*** Data provided

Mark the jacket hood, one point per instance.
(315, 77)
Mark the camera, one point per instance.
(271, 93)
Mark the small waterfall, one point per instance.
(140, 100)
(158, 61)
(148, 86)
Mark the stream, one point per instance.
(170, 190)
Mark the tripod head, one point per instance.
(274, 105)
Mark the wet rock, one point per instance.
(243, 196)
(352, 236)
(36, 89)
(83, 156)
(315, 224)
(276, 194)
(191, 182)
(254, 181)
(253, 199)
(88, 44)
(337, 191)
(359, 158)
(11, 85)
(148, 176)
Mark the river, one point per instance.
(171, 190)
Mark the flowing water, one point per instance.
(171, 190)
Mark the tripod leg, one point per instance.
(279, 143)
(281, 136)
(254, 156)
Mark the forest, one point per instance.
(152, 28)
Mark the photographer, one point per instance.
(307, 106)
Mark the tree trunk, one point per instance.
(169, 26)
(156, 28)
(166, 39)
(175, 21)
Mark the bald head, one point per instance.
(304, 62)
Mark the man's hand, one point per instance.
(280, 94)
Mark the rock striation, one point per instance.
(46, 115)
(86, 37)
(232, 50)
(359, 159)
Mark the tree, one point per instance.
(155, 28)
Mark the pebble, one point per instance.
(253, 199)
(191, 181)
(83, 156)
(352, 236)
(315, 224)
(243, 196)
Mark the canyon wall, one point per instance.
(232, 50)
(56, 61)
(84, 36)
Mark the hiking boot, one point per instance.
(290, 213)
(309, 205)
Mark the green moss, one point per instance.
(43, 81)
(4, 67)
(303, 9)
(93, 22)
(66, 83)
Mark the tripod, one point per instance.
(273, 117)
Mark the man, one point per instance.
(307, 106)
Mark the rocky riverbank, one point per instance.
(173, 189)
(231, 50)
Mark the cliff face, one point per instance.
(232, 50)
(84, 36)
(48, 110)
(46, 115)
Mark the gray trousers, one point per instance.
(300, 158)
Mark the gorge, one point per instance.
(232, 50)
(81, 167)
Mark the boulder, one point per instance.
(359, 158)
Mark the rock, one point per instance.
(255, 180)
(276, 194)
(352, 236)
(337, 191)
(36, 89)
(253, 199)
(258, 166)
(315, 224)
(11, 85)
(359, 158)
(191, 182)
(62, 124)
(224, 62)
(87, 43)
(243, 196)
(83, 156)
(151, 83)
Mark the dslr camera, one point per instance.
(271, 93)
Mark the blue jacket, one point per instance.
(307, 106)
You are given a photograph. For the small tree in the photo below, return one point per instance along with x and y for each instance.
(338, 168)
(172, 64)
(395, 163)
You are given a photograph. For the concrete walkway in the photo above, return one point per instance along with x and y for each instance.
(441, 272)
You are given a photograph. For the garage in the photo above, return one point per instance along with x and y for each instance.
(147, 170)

******

- What is needed
Transcribe each record shown above, exactly.

- Answer to the exercise
Mark the jacket hood, one point per instance.
(315, 77)
Mark the camera, one point per instance.
(271, 93)
Mark the small waterfall, one point per instance.
(140, 100)
(158, 61)
(148, 86)
Mark the stream, one point per instance.
(170, 190)
Mark the tripod head, one point per instance.
(274, 105)
Mark the wet rock, one point per instance.
(243, 196)
(352, 236)
(36, 89)
(83, 156)
(315, 224)
(276, 194)
(191, 182)
(254, 181)
(253, 199)
(88, 44)
(337, 191)
(359, 158)
(11, 85)
(148, 176)
Mark the river, one point per instance.
(171, 190)
Mark the flowing water, one point per instance.
(171, 190)
Mark the tripod leg, one point per instance.
(279, 143)
(281, 136)
(254, 156)
Mark the forest, one point per instance.
(152, 28)
Mark the photographer, one point per instance.
(307, 106)
Mark the tree trunk, one point per instance.
(169, 26)
(156, 28)
(166, 39)
(175, 21)
Mark the bald head, one point per instance.
(304, 62)
Mark the man's hand, one point per instance.
(280, 94)
Mark the rock striation, one point per instance.
(46, 115)
(86, 37)
(232, 50)
(359, 159)
Mark the tree, one point per instance.
(155, 28)
Mark the pebble, one point per instance.
(253, 199)
(191, 181)
(83, 156)
(352, 236)
(315, 224)
(243, 196)
Mark the canyon wall, one point per instance.
(232, 50)
(56, 61)
(84, 36)
Mark the hiking boot, one point per instance.
(290, 213)
(309, 205)
Mark the green moss, one point per instance.
(43, 81)
(4, 67)
(303, 9)
(93, 22)
(66, 83)
Mark the tripod, one point per instance.
(273, 117)
Mark the man, one point per instance.
(307, 106)
Mark the rocky riverbank, one point per instance.
(173, 189)
(231, 50)
Mark the cliff face, one point per instance.
(232, 50)
(84, 36)
(48, 110)
(46, 115)
Mark the gray trousers, one point per instance.
(300, 158)
Mark the gorge, one point per instance.
(232, 50)
(81, 167)
Mark the boulder, one point per instance.
(359, 158)
Mark the rock, one point per instance.
(255, 180)
(276, 194)
(352, 236)
(337, 191)
(36, 89)
(253, 199)
(258, 166)
(315, 224)
(11, 85)
(359, 158)
(191, 182)
(62, 124)
(224, 62)
(87, 43)
(243, 196)
(83, 156)
(151, 83)
Mark the dslr camera, one point per instance.
(271, 93)
Mark the blue jacket, one point per instance.
(307, 106)
You are given a photograph. For the small tree in the photo below, return one point per instance along with x and y for each instance.
(338, 168)
(172, 64)
(395, 163)
You are given a photograph. For the concrete walkway in the photo above, return one point per instance along with x and y for each instance.
(441, 272)
You are given a photograph. For the garage in the photo above, return one point per instance along with x and y for each instance.
(147, 170)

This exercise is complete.